Coordinate annotation data:

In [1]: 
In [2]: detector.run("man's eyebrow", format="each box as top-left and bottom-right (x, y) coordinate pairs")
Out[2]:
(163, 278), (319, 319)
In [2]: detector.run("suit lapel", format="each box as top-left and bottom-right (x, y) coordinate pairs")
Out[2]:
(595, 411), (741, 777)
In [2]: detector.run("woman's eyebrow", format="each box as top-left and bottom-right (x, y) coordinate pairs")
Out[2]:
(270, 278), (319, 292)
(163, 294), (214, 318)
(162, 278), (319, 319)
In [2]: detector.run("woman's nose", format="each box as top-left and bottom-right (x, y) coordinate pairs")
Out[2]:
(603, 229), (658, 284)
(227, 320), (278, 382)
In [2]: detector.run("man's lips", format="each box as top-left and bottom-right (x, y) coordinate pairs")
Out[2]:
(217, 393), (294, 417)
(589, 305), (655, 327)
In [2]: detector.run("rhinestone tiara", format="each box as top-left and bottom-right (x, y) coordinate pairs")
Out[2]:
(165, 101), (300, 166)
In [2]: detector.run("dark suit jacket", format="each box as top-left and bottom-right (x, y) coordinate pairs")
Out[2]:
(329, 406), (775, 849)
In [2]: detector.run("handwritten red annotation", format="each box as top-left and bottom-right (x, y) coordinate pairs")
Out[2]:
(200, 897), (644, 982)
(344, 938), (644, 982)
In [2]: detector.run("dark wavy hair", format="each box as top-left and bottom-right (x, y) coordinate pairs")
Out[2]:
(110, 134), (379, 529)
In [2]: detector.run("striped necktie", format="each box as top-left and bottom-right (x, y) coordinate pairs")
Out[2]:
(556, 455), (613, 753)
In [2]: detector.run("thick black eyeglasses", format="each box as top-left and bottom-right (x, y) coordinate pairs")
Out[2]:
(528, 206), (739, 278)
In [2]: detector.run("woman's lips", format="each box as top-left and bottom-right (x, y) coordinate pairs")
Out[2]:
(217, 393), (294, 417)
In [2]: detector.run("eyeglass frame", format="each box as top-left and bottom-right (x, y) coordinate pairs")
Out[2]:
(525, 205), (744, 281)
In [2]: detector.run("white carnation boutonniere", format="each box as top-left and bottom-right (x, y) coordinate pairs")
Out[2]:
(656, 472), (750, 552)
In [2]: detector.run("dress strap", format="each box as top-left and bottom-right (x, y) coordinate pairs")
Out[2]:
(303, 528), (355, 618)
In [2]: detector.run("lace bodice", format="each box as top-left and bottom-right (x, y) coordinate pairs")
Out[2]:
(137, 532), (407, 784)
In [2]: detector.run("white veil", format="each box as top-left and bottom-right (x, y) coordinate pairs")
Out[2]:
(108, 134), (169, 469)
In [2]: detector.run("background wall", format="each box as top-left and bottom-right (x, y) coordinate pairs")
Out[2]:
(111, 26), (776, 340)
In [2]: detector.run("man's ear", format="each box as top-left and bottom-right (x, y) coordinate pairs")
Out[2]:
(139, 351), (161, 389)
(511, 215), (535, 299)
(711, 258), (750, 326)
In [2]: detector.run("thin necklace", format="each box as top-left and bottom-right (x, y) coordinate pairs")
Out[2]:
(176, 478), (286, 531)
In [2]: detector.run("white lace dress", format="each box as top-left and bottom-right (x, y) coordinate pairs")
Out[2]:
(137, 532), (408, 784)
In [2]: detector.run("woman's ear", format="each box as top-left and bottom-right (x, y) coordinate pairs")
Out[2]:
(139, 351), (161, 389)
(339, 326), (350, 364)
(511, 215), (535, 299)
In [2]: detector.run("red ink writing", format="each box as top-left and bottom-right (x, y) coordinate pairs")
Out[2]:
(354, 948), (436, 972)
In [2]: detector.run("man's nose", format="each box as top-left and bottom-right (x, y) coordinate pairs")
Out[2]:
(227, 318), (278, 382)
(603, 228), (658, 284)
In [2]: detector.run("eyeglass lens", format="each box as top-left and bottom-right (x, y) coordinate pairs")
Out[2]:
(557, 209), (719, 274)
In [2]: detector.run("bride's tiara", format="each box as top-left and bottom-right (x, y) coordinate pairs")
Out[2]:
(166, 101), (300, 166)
--
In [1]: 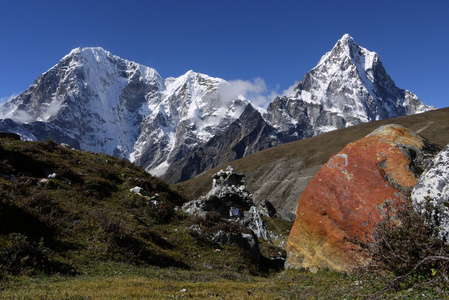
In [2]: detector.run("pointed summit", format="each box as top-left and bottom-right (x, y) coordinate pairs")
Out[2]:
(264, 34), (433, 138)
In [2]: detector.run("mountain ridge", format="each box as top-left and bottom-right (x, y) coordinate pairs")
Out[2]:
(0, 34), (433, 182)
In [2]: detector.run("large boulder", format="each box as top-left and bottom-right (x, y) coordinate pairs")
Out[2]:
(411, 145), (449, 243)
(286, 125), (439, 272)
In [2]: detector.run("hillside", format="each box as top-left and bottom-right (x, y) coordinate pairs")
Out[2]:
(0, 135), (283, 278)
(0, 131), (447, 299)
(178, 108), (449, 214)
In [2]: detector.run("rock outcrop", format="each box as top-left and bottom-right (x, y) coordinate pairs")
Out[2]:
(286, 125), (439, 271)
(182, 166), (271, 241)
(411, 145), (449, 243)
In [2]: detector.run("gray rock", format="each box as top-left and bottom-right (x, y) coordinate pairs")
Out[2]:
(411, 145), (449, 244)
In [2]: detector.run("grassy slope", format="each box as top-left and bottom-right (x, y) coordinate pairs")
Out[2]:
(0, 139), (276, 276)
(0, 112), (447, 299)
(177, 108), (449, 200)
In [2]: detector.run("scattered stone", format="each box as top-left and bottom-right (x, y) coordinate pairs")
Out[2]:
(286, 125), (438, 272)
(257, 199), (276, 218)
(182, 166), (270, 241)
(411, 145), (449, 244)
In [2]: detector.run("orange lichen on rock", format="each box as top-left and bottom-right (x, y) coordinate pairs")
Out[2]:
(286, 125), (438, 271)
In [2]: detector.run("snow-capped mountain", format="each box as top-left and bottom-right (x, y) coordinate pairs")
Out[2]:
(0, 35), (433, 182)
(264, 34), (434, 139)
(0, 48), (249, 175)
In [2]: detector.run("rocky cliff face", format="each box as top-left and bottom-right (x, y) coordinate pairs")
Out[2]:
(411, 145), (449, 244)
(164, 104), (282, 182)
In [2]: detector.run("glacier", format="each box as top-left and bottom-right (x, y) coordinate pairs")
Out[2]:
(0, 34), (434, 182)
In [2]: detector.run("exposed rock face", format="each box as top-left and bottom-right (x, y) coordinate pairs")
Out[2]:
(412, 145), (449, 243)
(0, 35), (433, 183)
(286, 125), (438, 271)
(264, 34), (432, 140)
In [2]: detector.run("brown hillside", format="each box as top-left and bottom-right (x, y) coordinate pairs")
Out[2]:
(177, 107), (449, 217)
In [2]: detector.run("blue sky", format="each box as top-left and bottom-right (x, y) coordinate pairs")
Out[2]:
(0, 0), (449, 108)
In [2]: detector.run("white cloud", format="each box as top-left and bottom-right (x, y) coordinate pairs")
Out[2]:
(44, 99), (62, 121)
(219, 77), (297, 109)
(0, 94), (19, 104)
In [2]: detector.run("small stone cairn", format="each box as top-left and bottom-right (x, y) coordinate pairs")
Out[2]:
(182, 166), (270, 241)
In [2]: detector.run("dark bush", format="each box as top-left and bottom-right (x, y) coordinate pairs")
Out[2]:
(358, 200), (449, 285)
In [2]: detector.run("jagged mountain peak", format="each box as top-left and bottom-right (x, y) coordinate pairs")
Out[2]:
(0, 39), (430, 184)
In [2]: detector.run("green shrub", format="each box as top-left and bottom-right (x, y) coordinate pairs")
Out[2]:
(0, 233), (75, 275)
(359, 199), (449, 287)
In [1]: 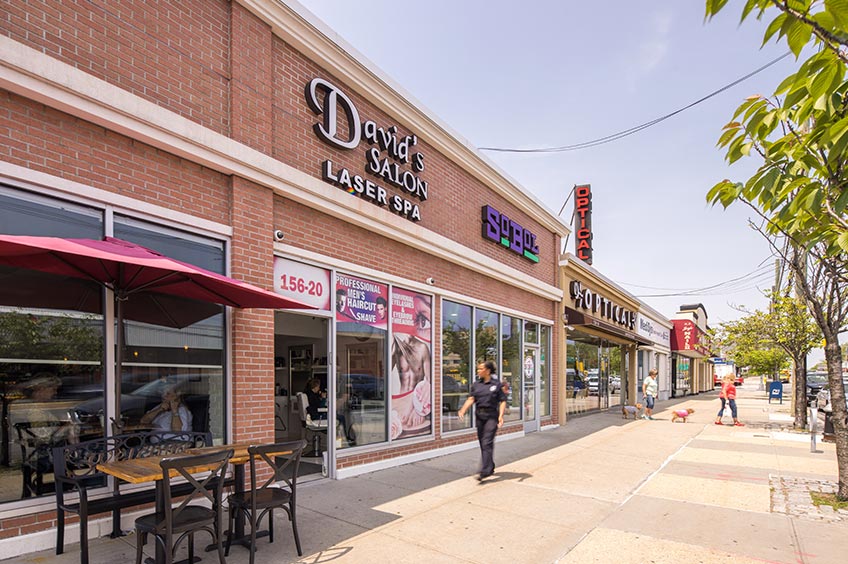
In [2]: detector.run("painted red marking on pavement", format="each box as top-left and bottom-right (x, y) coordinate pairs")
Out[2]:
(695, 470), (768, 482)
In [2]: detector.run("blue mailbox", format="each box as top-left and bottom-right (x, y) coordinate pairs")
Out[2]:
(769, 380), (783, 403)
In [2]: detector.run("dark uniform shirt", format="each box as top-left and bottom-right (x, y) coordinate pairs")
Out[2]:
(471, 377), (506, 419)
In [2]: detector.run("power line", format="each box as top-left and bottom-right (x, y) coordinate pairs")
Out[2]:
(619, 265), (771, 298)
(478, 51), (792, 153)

### Exercise objective
Return every line of the data above that contains the string "nose", treating uppercase and lowercase as different.

### Response to the task
In [2]: detector.run("woman's nose", format="each box as top-left and bottom-right (x, y) coordinate pairs")
In [2]: detector.run("man's nose", format="each box as top-left and bottom-right (x, y) coordinate pairs")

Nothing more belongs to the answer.